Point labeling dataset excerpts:
■ ■ ■ ■

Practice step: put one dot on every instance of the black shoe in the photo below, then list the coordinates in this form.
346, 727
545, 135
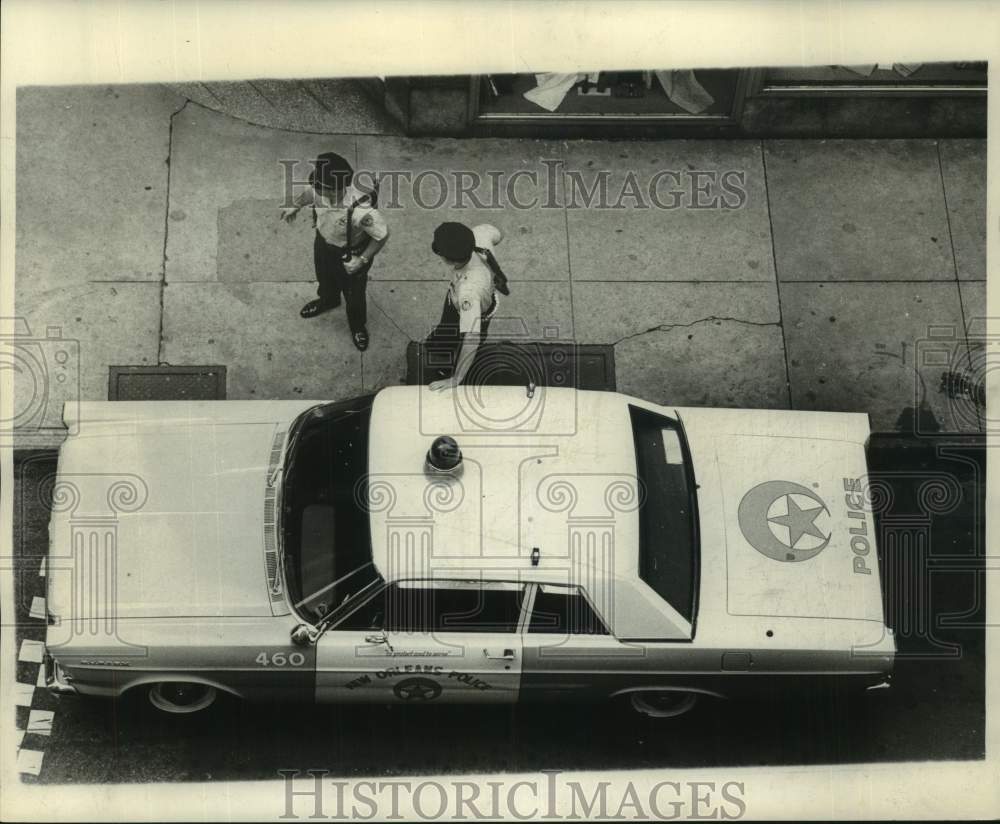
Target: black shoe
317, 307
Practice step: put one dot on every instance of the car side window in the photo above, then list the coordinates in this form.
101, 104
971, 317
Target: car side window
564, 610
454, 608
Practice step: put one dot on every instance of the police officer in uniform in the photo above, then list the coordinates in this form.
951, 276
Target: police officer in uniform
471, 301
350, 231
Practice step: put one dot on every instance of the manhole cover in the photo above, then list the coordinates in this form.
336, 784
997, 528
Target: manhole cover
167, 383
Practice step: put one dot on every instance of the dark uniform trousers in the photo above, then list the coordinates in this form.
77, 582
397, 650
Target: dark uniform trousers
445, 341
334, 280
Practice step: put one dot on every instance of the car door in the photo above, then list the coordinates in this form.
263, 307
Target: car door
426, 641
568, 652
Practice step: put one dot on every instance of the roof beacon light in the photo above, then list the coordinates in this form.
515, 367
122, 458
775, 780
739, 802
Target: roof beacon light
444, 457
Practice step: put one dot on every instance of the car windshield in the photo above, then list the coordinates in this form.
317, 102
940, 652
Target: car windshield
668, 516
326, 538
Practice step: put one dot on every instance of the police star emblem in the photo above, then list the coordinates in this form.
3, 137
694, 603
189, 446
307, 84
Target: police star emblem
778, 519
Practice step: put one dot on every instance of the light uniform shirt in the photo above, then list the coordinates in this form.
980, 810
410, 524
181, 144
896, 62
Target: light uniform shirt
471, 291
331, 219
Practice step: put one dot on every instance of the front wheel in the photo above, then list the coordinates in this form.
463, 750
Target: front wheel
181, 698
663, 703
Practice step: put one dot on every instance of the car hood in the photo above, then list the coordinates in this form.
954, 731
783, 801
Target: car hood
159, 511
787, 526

■ ■ ■ ■

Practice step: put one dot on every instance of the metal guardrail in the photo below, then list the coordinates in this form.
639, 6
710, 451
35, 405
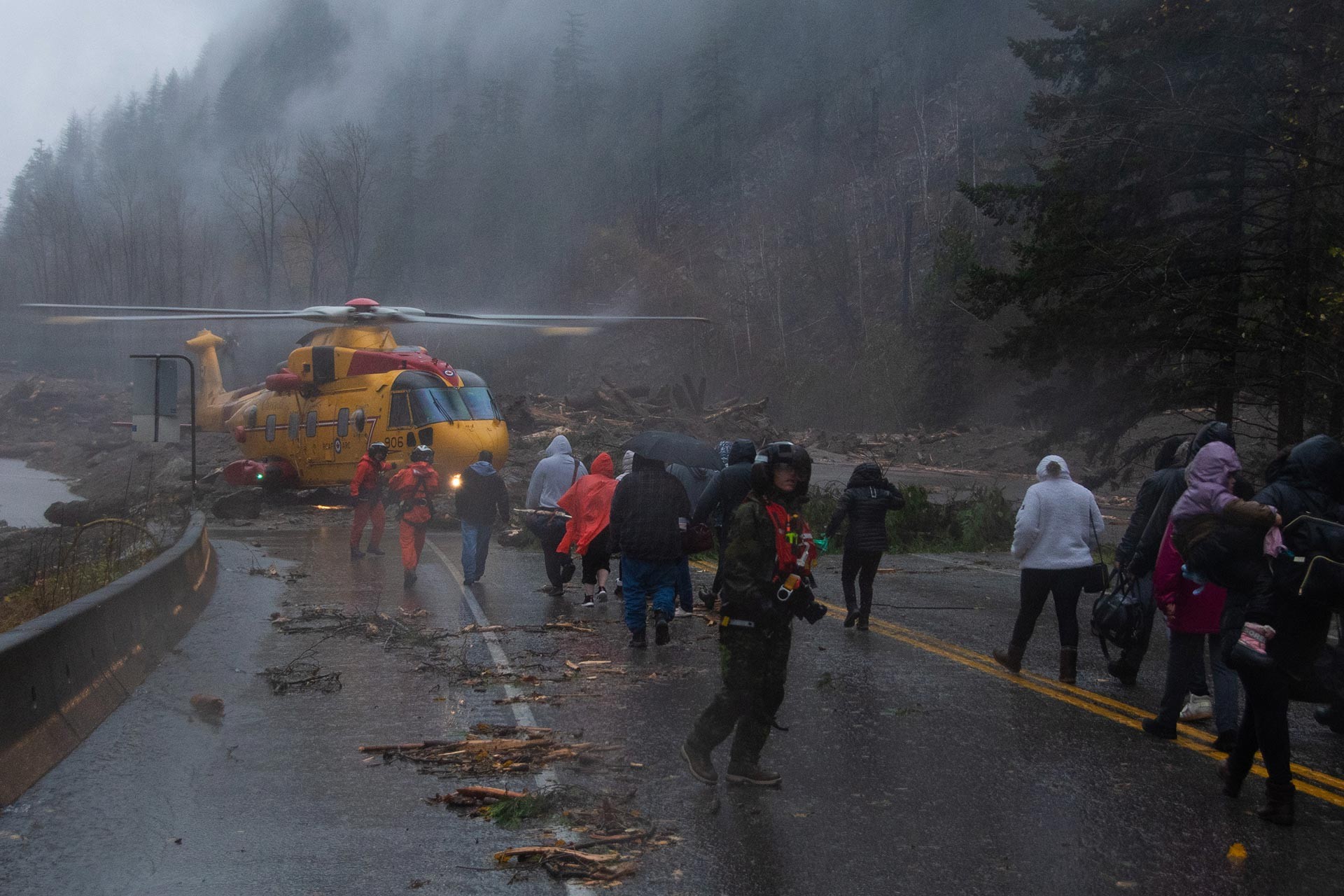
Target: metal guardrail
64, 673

■ ■ ■ ■

From the data above, pull out every line that contains the word "light". Copy those lines without changes.

*Solution for this exercise*:
Practice step: put one dot on every instance of the roof beacon light in the photo above, then list the coordinates in this form.
Target: roof beacon light
Practice step: put one dot on every instance of the light uniform shirt in the photo above, then list the coordinates in this form.
Target: light uniform shirt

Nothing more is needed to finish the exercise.